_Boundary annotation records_
--- Start ---
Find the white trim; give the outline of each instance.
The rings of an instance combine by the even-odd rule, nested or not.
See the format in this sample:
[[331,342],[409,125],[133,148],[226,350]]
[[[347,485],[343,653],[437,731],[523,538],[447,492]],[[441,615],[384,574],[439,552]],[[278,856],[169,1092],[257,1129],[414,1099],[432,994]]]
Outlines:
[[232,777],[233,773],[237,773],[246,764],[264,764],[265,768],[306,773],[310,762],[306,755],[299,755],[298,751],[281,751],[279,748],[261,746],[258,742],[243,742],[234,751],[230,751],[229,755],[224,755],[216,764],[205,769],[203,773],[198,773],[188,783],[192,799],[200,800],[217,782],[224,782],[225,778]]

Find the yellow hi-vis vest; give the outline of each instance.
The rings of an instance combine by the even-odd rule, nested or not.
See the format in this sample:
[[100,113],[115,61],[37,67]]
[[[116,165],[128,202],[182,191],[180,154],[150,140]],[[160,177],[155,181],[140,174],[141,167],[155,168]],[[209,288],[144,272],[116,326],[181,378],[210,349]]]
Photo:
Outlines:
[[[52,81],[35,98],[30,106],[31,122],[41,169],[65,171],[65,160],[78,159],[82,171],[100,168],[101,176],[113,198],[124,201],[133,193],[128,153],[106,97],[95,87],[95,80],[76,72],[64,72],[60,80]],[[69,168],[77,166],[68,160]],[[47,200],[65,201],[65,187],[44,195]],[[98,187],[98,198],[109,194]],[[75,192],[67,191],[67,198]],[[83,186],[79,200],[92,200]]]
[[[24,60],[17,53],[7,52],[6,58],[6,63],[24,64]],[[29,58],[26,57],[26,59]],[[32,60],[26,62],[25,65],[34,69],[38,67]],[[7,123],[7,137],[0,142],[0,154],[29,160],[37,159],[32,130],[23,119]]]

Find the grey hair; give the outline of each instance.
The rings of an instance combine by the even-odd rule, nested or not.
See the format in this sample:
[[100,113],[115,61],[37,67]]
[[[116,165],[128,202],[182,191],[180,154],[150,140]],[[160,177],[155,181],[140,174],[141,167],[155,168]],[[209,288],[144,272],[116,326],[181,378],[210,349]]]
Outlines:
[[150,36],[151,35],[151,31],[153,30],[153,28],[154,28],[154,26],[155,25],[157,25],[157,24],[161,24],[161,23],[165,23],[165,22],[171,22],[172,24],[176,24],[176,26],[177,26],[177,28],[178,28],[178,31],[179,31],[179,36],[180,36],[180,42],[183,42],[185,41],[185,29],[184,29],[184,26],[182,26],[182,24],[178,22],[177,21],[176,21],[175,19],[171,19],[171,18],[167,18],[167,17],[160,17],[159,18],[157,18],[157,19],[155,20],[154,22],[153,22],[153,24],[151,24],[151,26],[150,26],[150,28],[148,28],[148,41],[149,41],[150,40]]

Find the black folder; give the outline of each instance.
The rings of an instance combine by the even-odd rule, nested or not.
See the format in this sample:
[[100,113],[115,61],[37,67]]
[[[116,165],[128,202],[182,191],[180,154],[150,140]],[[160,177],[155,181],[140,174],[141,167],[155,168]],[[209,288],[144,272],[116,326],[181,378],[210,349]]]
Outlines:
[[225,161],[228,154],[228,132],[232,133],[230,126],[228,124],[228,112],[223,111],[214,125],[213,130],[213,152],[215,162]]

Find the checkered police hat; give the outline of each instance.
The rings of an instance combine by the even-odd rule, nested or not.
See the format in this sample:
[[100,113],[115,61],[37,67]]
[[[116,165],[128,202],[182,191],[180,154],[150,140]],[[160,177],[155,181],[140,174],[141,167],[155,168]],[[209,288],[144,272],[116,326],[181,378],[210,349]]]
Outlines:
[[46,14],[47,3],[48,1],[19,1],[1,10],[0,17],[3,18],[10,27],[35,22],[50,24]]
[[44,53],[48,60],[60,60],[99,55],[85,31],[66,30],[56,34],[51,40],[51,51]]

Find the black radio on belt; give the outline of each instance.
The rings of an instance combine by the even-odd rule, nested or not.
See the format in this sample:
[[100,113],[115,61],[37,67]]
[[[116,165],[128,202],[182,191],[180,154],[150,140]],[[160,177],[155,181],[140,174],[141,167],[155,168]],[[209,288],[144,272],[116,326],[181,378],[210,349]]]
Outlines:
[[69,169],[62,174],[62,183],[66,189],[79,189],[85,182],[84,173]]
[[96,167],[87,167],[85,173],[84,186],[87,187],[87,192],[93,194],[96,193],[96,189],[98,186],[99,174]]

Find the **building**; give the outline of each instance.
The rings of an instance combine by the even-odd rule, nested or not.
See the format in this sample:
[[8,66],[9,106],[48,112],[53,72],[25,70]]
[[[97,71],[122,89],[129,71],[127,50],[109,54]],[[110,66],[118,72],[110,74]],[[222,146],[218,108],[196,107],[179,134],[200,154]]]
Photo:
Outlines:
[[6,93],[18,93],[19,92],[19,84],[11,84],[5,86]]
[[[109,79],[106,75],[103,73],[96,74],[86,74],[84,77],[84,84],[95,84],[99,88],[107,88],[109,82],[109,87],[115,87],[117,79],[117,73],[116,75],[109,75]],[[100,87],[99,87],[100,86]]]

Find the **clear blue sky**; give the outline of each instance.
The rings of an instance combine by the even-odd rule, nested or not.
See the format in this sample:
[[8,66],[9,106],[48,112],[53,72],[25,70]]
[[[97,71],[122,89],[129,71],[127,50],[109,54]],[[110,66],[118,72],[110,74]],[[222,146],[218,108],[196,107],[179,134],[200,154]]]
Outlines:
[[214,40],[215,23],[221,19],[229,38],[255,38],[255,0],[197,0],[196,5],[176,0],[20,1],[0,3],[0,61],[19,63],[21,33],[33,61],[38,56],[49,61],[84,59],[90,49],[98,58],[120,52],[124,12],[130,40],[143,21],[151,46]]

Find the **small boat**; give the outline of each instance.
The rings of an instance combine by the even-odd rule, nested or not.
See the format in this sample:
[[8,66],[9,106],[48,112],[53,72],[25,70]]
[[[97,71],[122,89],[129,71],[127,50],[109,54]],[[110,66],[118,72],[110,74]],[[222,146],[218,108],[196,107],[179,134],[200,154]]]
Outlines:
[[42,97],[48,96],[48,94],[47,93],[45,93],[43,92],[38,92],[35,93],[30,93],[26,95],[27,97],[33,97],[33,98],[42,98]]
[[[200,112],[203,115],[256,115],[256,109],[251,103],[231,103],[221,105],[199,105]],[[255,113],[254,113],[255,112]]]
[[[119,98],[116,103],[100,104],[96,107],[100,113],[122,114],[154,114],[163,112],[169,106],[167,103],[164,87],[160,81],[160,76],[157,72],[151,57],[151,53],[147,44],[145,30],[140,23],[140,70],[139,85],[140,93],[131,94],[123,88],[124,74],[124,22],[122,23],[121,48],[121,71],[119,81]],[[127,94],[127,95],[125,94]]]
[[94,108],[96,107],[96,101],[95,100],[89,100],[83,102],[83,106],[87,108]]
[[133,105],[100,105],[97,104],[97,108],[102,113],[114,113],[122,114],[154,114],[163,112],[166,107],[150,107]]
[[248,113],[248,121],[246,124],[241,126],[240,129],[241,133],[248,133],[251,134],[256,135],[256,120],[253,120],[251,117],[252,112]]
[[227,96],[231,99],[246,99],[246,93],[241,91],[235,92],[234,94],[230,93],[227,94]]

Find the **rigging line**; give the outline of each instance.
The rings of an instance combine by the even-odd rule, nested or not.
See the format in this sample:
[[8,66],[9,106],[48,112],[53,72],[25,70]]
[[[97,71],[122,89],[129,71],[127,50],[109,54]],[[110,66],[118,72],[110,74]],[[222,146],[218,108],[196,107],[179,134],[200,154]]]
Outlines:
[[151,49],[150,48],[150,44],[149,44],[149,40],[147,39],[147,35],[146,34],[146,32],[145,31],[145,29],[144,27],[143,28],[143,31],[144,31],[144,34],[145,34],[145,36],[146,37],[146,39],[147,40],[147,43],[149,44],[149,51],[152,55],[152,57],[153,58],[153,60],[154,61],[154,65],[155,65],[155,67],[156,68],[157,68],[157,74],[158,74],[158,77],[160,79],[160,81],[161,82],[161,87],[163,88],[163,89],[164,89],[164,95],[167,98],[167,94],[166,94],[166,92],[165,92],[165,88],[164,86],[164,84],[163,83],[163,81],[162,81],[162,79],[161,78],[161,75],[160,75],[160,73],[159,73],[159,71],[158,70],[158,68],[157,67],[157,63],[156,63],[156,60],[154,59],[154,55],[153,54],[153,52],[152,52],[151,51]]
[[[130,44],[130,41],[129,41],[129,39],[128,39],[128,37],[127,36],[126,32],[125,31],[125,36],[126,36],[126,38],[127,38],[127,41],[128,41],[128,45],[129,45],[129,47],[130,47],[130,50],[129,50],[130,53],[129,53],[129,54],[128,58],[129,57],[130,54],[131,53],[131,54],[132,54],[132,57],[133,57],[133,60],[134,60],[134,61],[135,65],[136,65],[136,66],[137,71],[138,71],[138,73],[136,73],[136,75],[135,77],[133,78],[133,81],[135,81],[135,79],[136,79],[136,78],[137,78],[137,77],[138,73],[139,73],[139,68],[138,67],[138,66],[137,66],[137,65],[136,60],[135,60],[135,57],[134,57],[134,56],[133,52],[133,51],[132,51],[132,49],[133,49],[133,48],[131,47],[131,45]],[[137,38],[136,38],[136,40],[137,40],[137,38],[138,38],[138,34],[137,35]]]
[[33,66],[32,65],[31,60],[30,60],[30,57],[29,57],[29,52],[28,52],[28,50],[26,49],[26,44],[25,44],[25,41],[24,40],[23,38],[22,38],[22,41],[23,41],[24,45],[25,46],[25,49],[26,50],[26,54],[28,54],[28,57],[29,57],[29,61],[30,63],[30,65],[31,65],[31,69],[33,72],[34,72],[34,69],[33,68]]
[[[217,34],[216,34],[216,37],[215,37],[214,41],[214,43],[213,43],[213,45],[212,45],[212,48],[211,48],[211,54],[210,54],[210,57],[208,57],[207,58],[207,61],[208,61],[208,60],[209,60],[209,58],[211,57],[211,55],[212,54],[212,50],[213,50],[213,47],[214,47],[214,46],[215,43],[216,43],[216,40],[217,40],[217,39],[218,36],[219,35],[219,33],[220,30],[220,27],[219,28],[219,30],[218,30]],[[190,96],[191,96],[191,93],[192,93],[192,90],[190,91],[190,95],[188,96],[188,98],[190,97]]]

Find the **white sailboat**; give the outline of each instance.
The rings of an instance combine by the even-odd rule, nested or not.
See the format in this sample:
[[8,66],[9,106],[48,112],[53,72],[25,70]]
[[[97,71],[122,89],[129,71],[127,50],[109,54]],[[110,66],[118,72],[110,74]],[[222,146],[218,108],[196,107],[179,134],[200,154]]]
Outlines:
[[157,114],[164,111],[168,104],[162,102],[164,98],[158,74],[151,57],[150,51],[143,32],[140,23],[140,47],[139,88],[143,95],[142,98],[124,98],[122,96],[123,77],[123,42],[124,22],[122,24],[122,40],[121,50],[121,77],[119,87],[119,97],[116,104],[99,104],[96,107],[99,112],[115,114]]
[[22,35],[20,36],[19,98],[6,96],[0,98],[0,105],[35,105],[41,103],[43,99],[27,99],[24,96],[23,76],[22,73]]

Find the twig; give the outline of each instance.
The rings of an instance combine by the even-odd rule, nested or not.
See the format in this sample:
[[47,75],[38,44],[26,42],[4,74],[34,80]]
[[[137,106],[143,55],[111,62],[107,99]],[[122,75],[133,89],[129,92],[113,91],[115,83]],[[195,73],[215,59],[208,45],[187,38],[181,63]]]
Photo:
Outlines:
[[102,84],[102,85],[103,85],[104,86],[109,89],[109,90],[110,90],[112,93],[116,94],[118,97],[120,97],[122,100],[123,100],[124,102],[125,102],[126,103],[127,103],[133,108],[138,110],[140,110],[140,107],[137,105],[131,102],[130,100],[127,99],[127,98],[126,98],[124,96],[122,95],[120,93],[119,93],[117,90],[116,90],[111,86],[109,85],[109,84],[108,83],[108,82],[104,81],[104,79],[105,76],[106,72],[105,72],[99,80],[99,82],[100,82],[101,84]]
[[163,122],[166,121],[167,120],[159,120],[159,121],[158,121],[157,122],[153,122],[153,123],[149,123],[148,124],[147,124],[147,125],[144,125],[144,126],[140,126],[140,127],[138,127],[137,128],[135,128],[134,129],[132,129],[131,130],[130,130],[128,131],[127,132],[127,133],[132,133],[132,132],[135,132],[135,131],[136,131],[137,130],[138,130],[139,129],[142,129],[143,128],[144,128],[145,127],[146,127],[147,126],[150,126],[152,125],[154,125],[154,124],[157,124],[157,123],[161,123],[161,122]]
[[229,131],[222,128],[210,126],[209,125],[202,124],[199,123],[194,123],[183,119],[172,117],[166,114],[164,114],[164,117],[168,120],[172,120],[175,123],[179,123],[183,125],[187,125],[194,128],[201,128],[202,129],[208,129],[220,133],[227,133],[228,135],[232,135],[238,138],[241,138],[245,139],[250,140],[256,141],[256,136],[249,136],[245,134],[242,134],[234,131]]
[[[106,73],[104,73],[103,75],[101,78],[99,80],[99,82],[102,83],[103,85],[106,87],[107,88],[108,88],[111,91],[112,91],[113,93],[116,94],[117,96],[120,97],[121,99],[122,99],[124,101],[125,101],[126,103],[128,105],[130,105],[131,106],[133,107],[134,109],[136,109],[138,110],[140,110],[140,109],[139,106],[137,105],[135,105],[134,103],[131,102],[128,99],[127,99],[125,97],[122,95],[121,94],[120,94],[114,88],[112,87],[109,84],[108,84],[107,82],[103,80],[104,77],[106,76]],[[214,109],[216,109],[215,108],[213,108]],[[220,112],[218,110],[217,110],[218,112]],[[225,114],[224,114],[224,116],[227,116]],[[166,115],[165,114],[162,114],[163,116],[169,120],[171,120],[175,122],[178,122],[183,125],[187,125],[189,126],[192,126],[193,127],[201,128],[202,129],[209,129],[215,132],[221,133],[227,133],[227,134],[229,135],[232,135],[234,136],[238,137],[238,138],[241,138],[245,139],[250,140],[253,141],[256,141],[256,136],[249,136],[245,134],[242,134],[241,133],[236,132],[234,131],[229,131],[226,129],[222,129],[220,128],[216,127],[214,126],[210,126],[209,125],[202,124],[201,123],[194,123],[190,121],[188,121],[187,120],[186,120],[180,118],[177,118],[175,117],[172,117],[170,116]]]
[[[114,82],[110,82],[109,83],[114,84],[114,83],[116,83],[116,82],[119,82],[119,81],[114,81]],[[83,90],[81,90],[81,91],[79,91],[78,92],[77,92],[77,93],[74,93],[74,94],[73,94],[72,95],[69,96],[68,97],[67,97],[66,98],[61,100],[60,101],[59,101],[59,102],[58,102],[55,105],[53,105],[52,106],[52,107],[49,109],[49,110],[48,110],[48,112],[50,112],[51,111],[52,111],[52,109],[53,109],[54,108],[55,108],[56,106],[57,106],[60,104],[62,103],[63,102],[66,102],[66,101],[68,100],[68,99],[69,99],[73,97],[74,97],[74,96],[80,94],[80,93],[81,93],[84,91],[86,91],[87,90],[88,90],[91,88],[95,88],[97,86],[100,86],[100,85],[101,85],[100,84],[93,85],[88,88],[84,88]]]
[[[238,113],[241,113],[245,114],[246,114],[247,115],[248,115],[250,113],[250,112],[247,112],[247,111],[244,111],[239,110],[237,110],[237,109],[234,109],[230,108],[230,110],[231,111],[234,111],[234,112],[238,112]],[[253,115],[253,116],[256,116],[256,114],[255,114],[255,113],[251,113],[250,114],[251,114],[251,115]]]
--- End ---
_Short task_
Extract every line of the material that contains the string "black", treating uppercase and lowercase as different.

_Response to the task_
Find the black folder; give the outline of each instance.
Find the black radio on belt; give the outline of each instance.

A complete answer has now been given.